**Problems to solve:**
**A.** Answer these questions from the hay article:
(i) What is the top price per ton given for hay?
(ii) In what town is Martin Feed located?
(iii) About how much does Martin figure he makes on each bale?
**B.** Duplicate the passage of the hay article that begins at the words "While an early" and ends after "some for sale.".
**C.** For each statement, say yes or no depending on whether it agrees with the hay article, and quote the words that decide it:
(i) An early July monsoon raised hopes for a better hay crop.
(ii) Martin expects hay to be easier to find than it was in 2002.
(iii) Martin brings in hay from the Wet Mountain Valley.

══ Source

Agriculture – August 2006 – Colorado Central Magazine

THERE’S NOTHING like a drought — whether a long-term trend or a short-term dry spell — to make livestock owners edgy. Lately we’ve seen both sides of dry.

While an early July monsoon bolstered hopes of a better hay crop this year, the long-term trend has been drier than dry, and the demand for hay is outrunning the supply. These factors, combined with sky-high petroleum prices have bucked the price for a bale of hay to near record highs. At $5.50 to $6 per bale, or up to $195 per ton, hay is commanding a premium price.

That’s if you can find some for sale.

Just ask Mike Martin, owner of Martin Feed in Buena Vista. Martin hauls hay from the San Luis, Wet Mountain and Lower Arkansas valleys in order to provide his customers the convenience of buying hay from a feed store.

“It’s hard to find,” says Martin. “It’s just not out there — it’s going to be tougher than 2002, I think.”

Counting the travel, fuel and time commitment, Martin says he’s not turning much of a profit after paying top dollar for the commodity and then transporting it back to Buenie. He figures he’s making about 50 cents a bale for his troubles.

════
══ Data section

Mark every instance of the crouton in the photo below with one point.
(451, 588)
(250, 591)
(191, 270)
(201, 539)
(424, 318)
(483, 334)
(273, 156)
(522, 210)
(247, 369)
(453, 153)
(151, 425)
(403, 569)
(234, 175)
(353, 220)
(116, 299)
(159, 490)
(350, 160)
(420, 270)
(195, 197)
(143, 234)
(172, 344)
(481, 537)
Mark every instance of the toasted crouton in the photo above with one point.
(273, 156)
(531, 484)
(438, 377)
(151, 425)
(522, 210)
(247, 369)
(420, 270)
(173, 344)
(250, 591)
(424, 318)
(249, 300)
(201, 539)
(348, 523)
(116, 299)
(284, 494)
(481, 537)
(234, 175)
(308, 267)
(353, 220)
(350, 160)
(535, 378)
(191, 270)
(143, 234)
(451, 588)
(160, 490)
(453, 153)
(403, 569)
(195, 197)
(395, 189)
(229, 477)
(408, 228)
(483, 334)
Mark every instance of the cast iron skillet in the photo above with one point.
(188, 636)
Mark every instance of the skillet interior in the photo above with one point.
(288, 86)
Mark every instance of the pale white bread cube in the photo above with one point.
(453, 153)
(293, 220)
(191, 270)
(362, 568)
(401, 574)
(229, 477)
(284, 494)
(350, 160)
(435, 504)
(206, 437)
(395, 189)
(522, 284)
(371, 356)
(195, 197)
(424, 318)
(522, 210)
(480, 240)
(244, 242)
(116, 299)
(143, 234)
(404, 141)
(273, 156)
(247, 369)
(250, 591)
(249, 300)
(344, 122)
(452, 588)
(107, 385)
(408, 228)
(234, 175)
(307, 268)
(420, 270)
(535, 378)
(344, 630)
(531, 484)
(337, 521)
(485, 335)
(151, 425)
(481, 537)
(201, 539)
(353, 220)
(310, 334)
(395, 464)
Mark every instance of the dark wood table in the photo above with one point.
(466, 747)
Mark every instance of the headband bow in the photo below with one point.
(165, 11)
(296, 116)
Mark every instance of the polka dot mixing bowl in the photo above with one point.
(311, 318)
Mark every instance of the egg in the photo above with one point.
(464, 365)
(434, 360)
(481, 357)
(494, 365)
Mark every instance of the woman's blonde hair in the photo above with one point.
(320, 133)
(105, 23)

════

**Solutions by task:**
**A.**
(i) $195 per ton
(ii) Buena Vista
(iii) About 50 cents a bale

**B.**
While an early July monsoon bolstered hopes of a better hay crop this year, the long-term trend has been drier than dry, and the demand for hay is outrunning the supply. These factors, combined with sky-high petroleum prices have bucked the price for a bale of hay to near record highs. At $5.50 to $6 per bale, or up to $195 per ton, hay is commanding a premium price.

That’s if you can find some for sale.

**C.**
(i) Yes: "an early July monsoon bolstered hopes of a better hay crop this year"
(ii) No: "it’s going to be tougher than 2002, I think."
(iii) Yes: "Martin hauls hay from the San Luis, Wet Mountain and Lower Arkansas valleys"